### PROBLEM DETAILS
Which rows below contain the word "order"? Pick out each one and copy it in full, treating uppercase and lowercase as different.
### RECORDS FOR THE TASK ###
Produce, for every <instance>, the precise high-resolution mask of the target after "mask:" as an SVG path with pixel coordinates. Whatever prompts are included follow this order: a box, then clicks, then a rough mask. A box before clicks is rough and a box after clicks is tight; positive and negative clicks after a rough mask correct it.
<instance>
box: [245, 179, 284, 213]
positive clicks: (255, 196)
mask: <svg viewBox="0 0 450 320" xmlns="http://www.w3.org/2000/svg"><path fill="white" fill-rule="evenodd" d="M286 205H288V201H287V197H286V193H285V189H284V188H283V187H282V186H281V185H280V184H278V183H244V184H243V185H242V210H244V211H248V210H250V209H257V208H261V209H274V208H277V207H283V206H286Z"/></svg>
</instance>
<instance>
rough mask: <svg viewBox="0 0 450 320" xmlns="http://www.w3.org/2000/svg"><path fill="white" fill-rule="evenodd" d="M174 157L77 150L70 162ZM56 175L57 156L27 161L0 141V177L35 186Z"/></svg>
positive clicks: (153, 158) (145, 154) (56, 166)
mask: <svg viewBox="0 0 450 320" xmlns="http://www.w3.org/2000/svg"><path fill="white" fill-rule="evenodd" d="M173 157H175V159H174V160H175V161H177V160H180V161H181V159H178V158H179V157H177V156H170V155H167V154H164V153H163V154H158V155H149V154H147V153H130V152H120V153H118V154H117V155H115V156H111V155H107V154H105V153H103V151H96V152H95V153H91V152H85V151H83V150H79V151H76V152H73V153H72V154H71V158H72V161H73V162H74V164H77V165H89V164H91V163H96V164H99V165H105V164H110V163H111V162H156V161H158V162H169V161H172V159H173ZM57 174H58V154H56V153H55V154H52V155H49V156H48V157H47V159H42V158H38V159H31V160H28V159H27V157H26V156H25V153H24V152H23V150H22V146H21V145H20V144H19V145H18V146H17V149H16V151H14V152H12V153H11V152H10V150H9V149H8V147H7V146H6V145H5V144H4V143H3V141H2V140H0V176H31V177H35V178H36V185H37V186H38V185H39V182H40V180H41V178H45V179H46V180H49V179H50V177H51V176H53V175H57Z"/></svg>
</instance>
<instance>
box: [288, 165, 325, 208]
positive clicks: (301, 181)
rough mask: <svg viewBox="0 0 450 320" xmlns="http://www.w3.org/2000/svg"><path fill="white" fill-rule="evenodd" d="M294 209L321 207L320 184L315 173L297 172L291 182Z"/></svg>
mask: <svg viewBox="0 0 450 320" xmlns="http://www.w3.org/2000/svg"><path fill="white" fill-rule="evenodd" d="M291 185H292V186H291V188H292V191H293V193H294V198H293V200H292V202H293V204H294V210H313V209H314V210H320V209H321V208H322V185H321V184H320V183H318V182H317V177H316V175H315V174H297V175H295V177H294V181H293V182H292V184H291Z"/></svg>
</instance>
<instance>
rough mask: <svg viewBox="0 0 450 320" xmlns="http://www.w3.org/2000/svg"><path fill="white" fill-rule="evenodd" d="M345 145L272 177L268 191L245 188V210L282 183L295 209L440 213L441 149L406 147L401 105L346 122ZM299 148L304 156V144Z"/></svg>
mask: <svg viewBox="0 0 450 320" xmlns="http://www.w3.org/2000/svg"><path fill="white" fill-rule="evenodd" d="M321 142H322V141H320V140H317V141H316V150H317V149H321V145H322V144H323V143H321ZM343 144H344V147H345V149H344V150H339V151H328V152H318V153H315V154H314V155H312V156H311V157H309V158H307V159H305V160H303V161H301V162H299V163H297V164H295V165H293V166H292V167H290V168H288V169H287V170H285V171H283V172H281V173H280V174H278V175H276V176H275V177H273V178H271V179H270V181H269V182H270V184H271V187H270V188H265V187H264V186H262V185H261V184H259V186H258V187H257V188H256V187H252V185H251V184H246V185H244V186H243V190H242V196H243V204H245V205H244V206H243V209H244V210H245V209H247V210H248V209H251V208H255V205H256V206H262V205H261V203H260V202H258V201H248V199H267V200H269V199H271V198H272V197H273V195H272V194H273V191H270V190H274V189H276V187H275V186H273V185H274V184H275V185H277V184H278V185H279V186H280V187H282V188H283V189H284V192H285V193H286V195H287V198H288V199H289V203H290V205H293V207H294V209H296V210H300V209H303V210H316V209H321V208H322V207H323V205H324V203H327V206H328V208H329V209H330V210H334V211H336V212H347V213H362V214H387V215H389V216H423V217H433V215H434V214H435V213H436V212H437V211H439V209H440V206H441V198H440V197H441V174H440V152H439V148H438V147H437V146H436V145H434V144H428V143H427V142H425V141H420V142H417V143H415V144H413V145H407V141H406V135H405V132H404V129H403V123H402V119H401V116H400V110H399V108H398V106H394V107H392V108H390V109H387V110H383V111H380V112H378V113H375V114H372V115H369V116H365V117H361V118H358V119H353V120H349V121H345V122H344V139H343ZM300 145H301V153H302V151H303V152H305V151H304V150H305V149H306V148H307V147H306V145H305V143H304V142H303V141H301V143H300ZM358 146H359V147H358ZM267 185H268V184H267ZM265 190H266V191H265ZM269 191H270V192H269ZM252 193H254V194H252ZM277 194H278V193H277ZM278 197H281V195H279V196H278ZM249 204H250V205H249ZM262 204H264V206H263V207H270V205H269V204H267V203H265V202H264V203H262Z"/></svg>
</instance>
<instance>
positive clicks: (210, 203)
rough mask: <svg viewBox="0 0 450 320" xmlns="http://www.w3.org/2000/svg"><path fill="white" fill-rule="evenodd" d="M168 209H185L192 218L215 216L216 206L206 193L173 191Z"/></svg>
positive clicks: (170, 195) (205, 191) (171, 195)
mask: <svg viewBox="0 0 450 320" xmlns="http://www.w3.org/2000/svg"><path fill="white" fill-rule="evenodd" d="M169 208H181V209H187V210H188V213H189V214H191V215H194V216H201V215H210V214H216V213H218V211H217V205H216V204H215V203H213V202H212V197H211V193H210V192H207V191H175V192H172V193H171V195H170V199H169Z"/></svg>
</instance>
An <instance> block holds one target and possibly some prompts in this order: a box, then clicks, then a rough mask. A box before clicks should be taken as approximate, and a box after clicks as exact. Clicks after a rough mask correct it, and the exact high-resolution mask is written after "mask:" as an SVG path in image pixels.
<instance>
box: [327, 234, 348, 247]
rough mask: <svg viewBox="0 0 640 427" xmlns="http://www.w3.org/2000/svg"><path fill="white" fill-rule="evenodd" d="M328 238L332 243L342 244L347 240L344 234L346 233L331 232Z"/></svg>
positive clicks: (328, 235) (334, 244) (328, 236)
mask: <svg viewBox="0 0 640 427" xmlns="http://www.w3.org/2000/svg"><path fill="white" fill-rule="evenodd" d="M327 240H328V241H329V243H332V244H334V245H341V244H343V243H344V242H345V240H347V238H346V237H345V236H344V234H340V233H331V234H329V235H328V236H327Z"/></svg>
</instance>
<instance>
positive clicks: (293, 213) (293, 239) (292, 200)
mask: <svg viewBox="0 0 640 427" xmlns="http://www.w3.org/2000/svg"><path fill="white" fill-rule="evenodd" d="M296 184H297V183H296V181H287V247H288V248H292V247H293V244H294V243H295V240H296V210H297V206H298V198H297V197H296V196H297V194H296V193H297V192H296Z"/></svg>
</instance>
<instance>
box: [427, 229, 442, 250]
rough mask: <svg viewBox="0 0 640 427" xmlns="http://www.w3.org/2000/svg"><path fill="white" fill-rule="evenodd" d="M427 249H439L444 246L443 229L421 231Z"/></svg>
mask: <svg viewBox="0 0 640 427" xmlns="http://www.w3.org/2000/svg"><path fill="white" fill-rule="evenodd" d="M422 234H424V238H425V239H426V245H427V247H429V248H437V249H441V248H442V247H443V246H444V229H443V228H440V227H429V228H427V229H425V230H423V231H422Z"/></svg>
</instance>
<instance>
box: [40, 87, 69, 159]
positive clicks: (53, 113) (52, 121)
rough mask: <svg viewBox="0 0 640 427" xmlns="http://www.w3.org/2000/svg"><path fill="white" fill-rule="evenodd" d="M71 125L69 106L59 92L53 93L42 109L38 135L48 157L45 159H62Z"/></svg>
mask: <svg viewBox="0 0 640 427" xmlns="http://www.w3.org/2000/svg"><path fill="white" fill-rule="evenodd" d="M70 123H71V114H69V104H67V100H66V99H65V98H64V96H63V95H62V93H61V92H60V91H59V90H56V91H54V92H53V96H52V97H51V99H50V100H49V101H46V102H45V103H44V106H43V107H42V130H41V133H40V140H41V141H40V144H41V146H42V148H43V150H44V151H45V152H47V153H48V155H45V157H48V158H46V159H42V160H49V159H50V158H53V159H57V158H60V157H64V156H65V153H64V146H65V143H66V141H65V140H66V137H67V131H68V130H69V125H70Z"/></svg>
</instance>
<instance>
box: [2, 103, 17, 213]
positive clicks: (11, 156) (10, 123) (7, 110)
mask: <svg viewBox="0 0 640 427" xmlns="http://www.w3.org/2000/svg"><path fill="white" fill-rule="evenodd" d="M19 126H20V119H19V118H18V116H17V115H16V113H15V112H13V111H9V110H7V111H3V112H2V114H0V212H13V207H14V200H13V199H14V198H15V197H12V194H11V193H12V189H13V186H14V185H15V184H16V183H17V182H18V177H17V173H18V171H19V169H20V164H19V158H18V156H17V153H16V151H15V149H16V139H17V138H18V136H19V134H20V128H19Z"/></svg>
###
### EXERCISE OUTPUT
Produce, for every <instance>, the precise high-resolution mask of the target after "mask:" as an SVG path with pixel coordinates. Whatever prompts are included follow this order: a box, then clicks, then a rough mask. A box before clicks is rough and a box after clicks is tight; positive and negative clicks after a rough mask correct it.
An <instance> block holds one target and possibly some prompts in this order: a box, then clicks, then a rough mask. A box before clicks should be taken as approximate, and a box after clicks as exact. Clicks after a rough mask correct it, and the exact high-resolution mask is written after "mask:" as an SVG path in image pixels.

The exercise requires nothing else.